(Segmentation data)

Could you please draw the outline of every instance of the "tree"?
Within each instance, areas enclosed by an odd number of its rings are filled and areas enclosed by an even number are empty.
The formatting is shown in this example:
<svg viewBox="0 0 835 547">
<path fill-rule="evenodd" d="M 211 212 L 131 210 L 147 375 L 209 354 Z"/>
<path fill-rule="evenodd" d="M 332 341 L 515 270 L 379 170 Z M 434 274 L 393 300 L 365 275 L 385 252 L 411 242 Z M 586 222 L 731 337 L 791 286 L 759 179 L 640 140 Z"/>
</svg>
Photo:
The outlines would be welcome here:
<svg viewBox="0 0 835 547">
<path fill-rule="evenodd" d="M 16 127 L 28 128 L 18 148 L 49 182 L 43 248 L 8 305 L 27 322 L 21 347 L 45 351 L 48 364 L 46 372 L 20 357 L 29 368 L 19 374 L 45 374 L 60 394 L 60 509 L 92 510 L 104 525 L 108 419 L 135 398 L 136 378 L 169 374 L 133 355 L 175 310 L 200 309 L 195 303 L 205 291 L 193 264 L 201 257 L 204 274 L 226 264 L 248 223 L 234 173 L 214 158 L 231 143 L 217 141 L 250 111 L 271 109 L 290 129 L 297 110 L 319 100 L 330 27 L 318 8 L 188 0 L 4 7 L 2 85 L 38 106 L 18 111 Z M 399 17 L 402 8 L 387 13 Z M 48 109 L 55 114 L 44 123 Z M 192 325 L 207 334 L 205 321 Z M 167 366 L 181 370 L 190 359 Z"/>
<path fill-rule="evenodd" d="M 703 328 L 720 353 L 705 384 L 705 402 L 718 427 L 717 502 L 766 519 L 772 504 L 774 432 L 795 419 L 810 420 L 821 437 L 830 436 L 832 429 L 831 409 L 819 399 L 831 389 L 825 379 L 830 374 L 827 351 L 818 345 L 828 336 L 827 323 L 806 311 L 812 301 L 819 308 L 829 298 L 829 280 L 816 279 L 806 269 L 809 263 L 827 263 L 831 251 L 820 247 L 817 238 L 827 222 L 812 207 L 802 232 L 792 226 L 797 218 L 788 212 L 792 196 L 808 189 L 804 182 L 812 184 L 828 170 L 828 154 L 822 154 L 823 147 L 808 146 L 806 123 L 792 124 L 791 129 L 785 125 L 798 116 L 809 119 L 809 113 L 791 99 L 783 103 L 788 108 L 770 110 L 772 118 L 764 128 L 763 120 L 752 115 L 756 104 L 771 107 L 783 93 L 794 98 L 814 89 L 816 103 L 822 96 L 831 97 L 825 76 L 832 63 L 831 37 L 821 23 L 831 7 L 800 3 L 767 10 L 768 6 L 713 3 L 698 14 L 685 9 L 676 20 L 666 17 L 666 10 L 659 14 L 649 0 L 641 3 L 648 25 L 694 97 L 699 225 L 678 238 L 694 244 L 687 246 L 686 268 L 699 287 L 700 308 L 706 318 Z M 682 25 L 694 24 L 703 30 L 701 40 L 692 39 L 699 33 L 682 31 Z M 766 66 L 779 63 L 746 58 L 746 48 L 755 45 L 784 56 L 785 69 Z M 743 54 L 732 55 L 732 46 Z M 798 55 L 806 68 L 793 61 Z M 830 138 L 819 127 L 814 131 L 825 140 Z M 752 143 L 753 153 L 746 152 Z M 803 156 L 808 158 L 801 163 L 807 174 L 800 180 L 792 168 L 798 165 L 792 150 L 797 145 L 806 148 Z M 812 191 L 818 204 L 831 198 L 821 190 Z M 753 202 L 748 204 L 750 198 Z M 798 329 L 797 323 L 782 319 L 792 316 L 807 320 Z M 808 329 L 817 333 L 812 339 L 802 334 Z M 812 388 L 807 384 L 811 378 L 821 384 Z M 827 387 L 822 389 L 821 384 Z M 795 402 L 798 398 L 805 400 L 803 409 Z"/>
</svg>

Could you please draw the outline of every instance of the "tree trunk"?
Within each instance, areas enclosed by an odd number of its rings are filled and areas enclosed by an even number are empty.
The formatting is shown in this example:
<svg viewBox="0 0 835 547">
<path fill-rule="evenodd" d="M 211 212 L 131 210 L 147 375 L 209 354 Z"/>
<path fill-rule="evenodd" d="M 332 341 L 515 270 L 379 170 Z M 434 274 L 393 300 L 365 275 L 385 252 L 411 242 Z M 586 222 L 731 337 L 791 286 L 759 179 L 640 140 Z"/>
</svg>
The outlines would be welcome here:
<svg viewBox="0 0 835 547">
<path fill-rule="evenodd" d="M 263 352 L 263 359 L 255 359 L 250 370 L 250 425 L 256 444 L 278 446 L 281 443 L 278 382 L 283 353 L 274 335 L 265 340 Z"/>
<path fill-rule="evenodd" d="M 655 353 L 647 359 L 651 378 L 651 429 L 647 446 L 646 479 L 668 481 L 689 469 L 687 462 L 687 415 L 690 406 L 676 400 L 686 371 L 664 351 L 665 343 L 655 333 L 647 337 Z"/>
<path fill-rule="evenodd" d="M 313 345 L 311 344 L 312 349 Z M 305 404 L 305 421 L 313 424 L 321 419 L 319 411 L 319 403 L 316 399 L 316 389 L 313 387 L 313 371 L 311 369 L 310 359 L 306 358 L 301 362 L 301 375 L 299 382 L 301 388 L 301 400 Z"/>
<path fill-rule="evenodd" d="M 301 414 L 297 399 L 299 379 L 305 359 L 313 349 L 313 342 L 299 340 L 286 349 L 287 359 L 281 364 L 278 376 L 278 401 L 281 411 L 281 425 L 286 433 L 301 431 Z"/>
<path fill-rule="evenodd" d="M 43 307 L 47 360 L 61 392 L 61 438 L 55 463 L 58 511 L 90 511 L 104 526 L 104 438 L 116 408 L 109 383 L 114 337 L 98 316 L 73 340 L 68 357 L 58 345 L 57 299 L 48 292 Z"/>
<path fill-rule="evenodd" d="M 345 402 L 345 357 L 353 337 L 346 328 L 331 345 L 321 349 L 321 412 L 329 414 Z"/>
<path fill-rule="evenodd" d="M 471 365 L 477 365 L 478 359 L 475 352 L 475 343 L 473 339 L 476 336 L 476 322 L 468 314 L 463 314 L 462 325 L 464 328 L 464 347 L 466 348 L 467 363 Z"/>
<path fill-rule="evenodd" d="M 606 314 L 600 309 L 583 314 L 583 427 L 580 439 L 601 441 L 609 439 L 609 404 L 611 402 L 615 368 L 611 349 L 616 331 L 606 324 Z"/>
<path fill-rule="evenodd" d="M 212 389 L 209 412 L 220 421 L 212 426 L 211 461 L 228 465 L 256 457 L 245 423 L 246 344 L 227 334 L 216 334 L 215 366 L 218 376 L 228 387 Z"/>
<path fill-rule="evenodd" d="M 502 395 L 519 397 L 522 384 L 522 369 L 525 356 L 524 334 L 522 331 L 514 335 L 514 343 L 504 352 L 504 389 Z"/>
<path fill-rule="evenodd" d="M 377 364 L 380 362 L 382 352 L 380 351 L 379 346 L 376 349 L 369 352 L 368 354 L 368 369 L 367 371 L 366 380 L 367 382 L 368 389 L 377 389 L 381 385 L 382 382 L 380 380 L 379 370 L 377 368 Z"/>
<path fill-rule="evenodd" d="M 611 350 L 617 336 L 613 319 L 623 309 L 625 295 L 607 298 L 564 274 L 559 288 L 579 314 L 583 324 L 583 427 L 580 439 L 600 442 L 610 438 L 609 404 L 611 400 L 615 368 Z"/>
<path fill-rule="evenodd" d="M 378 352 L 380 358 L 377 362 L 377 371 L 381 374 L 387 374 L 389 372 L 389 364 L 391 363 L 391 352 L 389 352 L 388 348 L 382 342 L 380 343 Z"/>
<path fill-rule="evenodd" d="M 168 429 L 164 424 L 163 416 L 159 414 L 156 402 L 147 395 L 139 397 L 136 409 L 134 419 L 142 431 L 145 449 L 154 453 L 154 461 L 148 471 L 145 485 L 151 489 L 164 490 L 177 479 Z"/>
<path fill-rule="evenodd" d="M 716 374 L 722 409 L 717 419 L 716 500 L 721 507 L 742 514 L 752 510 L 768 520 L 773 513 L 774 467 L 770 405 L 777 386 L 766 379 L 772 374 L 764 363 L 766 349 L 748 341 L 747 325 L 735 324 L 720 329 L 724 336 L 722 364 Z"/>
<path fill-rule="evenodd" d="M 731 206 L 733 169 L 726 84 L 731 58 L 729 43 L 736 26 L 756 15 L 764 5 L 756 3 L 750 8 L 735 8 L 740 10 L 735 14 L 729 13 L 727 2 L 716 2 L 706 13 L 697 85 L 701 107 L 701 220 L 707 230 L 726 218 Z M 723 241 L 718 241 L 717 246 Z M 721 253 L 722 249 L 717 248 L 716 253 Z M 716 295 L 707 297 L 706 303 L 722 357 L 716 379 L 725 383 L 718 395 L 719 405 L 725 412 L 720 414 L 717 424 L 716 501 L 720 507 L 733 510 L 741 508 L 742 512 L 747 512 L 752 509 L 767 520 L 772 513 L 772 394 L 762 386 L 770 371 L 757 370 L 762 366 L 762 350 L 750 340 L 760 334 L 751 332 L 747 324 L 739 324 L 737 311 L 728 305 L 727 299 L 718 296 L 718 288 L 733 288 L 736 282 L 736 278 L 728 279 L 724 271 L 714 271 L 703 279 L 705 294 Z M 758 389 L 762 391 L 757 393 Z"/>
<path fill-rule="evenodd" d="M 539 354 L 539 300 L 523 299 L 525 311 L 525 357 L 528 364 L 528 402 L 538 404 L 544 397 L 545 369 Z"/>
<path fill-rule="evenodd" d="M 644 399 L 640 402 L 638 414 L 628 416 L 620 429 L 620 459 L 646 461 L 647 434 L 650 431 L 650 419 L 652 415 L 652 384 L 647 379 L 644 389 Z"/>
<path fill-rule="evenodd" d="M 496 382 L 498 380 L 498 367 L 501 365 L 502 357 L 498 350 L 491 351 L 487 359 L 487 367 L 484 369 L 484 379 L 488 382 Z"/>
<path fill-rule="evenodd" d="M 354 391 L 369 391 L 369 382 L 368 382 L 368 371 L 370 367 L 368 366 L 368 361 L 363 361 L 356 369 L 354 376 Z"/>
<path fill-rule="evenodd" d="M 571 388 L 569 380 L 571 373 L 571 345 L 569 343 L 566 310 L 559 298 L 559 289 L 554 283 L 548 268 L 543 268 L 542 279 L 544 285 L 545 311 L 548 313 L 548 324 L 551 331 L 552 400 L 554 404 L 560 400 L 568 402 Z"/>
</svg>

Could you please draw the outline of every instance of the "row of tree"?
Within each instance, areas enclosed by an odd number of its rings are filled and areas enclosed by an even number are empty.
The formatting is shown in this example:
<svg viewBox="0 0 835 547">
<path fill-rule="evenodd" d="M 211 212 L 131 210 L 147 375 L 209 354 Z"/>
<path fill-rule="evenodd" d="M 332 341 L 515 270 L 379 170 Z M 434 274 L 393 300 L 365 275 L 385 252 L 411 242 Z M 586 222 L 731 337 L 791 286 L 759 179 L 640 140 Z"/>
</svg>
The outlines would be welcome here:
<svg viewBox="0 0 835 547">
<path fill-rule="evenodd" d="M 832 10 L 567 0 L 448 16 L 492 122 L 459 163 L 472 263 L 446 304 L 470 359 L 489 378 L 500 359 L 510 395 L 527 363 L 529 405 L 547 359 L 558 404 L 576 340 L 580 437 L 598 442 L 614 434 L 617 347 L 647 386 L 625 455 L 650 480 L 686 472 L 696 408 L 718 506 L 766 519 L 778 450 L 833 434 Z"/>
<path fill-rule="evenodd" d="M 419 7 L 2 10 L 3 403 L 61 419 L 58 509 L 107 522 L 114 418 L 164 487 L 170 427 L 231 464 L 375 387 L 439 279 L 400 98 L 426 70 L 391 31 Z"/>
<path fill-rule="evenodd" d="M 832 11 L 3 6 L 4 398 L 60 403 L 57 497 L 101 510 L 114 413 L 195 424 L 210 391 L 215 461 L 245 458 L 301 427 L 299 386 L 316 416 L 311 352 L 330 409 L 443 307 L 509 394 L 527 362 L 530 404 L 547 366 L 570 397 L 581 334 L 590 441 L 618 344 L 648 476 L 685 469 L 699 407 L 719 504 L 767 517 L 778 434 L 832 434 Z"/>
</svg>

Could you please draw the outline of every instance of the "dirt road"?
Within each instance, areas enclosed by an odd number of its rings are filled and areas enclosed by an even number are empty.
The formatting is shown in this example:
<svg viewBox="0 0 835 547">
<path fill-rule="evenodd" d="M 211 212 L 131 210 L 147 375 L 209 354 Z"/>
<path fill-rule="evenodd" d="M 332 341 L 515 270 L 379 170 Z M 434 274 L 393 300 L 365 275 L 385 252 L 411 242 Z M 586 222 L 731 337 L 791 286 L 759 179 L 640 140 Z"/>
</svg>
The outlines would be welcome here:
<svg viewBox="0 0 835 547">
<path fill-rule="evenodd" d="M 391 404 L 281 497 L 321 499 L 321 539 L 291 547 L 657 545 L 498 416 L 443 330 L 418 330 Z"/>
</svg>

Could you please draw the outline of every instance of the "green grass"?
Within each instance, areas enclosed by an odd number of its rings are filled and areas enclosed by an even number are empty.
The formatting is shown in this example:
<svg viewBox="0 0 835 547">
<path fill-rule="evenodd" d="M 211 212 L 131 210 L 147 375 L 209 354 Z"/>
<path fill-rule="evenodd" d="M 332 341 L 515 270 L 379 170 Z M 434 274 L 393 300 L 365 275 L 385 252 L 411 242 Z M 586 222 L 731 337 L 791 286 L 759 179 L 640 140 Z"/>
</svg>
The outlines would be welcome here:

• _YOUR OBJECTIVE_: Select every line of the material above that contains the string "tree" and copy those lines out.

• _EXERCISE RESPONSE_:
Could you please draw the outline of every instance of the "tree"?
Could you please draw the outline of every instance of the "tree trunk"?
Could you please draw the outline of every instance of the "row of tree"?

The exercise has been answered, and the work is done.